#### YOUR GOAL:
Please transcribe the data that follows without the pictures, keeping every word the same.

== SUPPLIED DATA ==

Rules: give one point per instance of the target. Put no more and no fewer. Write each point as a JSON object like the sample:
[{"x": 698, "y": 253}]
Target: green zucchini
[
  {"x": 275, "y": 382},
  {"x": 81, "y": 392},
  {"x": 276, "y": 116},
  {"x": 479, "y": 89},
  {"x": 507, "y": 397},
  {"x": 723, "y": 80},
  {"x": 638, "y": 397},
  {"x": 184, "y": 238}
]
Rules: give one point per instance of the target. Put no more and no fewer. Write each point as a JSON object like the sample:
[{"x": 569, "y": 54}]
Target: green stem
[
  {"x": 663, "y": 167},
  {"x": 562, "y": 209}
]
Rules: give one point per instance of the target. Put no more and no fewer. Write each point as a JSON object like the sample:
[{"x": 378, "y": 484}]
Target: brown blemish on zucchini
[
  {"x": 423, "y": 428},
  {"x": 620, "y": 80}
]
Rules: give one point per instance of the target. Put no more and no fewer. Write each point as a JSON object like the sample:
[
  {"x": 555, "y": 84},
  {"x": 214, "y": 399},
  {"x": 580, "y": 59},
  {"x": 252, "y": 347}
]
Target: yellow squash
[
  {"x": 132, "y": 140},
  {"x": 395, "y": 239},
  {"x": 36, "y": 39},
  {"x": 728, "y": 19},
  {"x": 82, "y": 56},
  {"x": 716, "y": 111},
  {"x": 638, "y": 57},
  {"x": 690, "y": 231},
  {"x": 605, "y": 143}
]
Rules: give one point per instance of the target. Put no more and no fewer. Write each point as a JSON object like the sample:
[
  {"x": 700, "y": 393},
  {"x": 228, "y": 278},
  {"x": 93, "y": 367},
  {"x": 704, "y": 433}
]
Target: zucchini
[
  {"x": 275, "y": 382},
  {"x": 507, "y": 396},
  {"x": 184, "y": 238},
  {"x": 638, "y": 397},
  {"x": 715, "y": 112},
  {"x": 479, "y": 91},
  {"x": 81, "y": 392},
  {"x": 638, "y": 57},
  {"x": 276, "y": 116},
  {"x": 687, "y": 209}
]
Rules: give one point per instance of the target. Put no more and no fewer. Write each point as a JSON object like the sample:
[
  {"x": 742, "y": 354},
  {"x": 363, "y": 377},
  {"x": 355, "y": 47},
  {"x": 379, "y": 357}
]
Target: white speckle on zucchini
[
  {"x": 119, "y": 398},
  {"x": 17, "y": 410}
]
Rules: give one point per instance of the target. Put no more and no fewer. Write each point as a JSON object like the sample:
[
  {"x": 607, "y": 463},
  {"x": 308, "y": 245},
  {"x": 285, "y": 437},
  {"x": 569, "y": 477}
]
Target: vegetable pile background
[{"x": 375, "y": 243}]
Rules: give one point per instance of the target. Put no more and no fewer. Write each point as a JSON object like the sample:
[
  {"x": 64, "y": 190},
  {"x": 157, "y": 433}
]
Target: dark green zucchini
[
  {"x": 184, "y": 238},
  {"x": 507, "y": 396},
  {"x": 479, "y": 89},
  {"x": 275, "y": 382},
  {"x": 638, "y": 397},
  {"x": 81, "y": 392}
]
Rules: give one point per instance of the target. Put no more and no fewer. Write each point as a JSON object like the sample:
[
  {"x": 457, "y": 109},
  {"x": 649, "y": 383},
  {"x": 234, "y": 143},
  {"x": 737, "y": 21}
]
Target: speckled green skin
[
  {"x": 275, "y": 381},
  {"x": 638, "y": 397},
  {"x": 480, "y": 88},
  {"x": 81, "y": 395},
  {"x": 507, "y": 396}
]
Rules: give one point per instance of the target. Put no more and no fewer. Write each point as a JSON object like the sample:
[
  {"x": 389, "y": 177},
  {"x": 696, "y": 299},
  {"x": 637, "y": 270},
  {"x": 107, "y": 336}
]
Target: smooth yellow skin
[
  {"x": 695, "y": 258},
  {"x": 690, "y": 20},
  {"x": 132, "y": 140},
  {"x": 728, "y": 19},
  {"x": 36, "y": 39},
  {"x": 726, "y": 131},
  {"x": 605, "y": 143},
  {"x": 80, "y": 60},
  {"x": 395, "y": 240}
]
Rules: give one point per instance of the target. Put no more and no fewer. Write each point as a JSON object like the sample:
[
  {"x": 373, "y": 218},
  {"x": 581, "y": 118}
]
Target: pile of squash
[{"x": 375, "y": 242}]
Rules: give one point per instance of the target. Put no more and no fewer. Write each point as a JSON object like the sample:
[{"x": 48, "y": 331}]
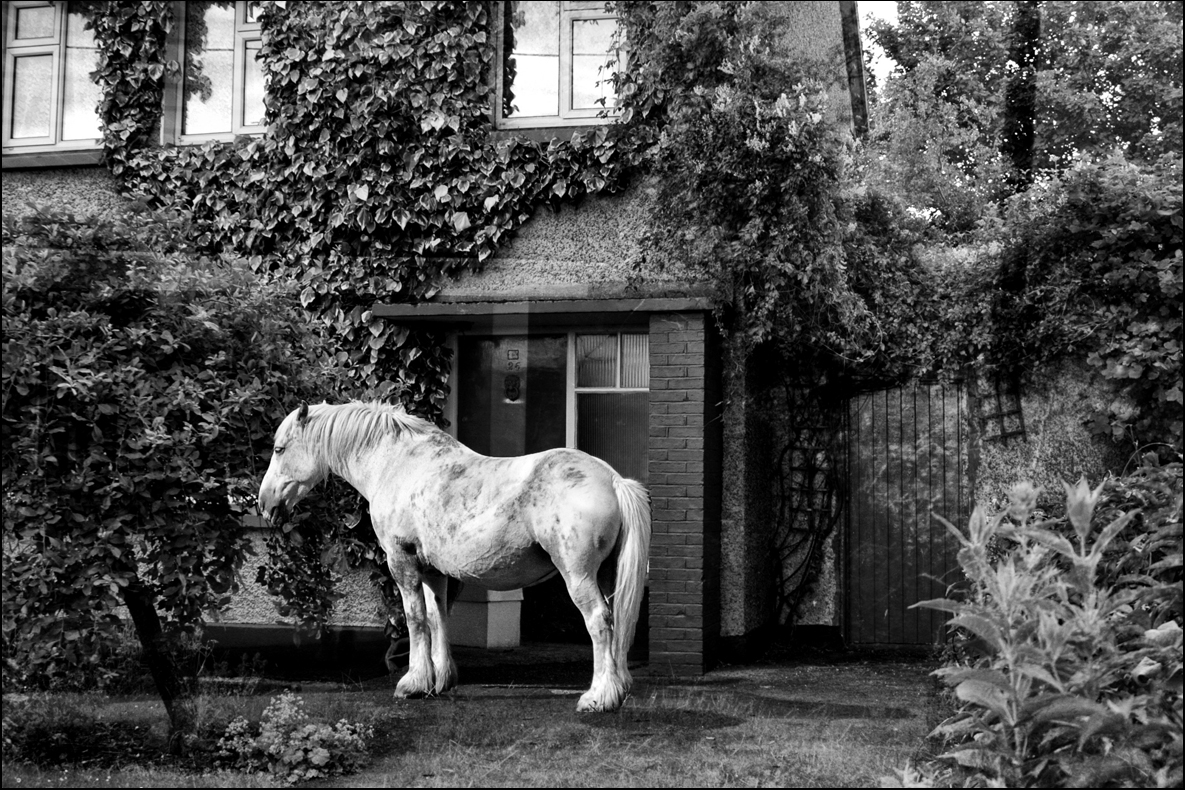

===

#### WRITTEN RESPONSE:
Rules: give one point per instance of the target. Put no more and no fewer. Write each point as a JSON object like the sample:
[{"x": 698, "y": 253}]
Target: green zucchini
[
  {"x": 275, "y": 382},
  {"x": 81, "y": 392},
  {"x": 276, "y": 116},
  {"x": 479, "y": 89},
  {"x": 507, "y": 397},
  {"x": 723, "y": 80},
  {"x": 638, "y": 397},
  {"x": 184, "y": 238}
]
Rules: give one point per instance of the target. Put no more and no fewer. Write each point as a JSON object like the sample:
[{"x": 569, "y": 54}]
Target: green stem
[
  {"x": 663, "y": 167},
  {"x": 562, "y": 209}
]
Rules: give one point per instance of the target. Put no more and no fewer. Write each point as a JSON object like the sample:
[{"x": 378, "y": 484}]
Target: brown blemish on zucchini
[
  {"x": 423, "y": 428},
  {"x": 620, "y": 80}
]
Rules: give one point per instance of the target. Put no more and no fewer. Write each point as a JSON object like the sample:
[
  {"x": 555, "y": 84},
  {"x": 214, "y": 399},
  {"x": 580, "y": 59},
  {"x": 252, "y": 347}
]
Target: yellow squash
[
  {"x": 132, "y": 140},
  {"x": 395, "y": 239},
  {"x": 36, "y": 39},
  {"x": 728, "y": 19},
  {"x": 82, "y": 56},
  {"x": 716, "y": 111},
  {"x": 638, "y": 57},
  {"x": 690, "y": 231},
  {"x": 605, "y": 143}
]
Rules: give one point per instance of the target. Put no more and no fewer. Write each point as a JSON object like the sample:
[
  {"x": 700, "y": 393},
  {"x": 228, "y": 278},
  {"x": 93, "y": 367},
  {"x": 704, "y": 433}
]
Target: zucchini
[
  {"x": 275, "y": 382},
  {"x": 507, "y": 396},
  {"x": 184, "y": 238},
  {"x": 638, "y": 397},
  {"x": 715, "y": 112},
  {"x": 479, "y": 91},
  {"x": 81, "y": 392},
  {"x": 638, "y": 57},
  {"x": 276, "y": 116},
  {"x": 687, "y": 209}
]
Rules: give one point per instance of the target. Put no more and no fewer. Write each point as a JSON object like the sample:
[
  {"x": 742, "y": 354},
  {"x": 363, "y": 377},
  {"x": 355, "y": 47},
  {"x": 379, "y": 357}
]
Target: white speckle on zucchini
[
  {"x": 119, "y": 398},
  {"x": 17, "y": 410}
]
Rules: give one point per instance of the target. Put no more and no fewer. Write each point as a JSON object like the sample:
[
  {"x": 607, "y": 463},
  {"x": 308, "y": 245},
  {"x": 285, "y": 437},
  {"x": 569, "y": 477}
]
Target: vegetable pile background
[{"x": 375, "y": 243}]
Rules: give one point per instance of the target. Put no more and no fewer. Write each point as a JSON object like the sample:
[
  {"x": 64, "y": 190},
  {"x": 157, "y": 433}
]
Target: dark green zucchini
[
  {"x": 184, "y": 238},
  {"x": 507, "y": 396},
  {"x": 479, "y": 89},
  {"x": 275, "y": 382},
  {"x": 638, "y": 397},
  {"x": 81, "y": 392}
]
Rules: give one point per instance of the target. Put no more and no fewer. Write each point as a JSON object like the sample:
[
  {"x": 457, "y": 109},
  {"x": 649, "y": 383},
  {"x": 234, "y": 143},
  {"x": 737, "y": 21}
]
Target: speckled green skin
[
  {"x": 275, "y": 381},
  {"x": 638, "y": 397},
  {"x": 480, "y": 88},
  {"x": 81, "y": 395},
  {"x": 507, "y": 396}
]
Rules: give one point per instance of the target. Put no more and no fewer. Write each point as a JSON object like the sample:
[
  {"x": 389, "y": 177},
  {"x": 696, "y": 299},
  {"x": 637, "y": 270},
  {"x": 107, "y": 336}
]
Target: smooth yellow skin
[
  {"x": 695, "y": 258},
  {"x": 690, "y": 20},
  {"x": 132, "y": 140},
  {"x": 728, "y": 19},
  {"x": 36, "y": 39},
  {"x": 726, "y": 131},
  {"x": 605, "y": 143},
  {"x": 80, "y": 60},
  {"x": 395, "y": 240}
]
Rules: give one point per instance of the target. Put no more and no fewer. Write each point as a JSON object like the sample:
[
  {"x": 373, "y": 218},
  {"x": 581, "y": 118}
]
Target: pile of squash
[{"x": 375, "y": 242}]
Rules: give one point per instance of the target. Put no more and no fewer. Write each point as a JSON object like the sample:
[{"x": 48, "y": 331}]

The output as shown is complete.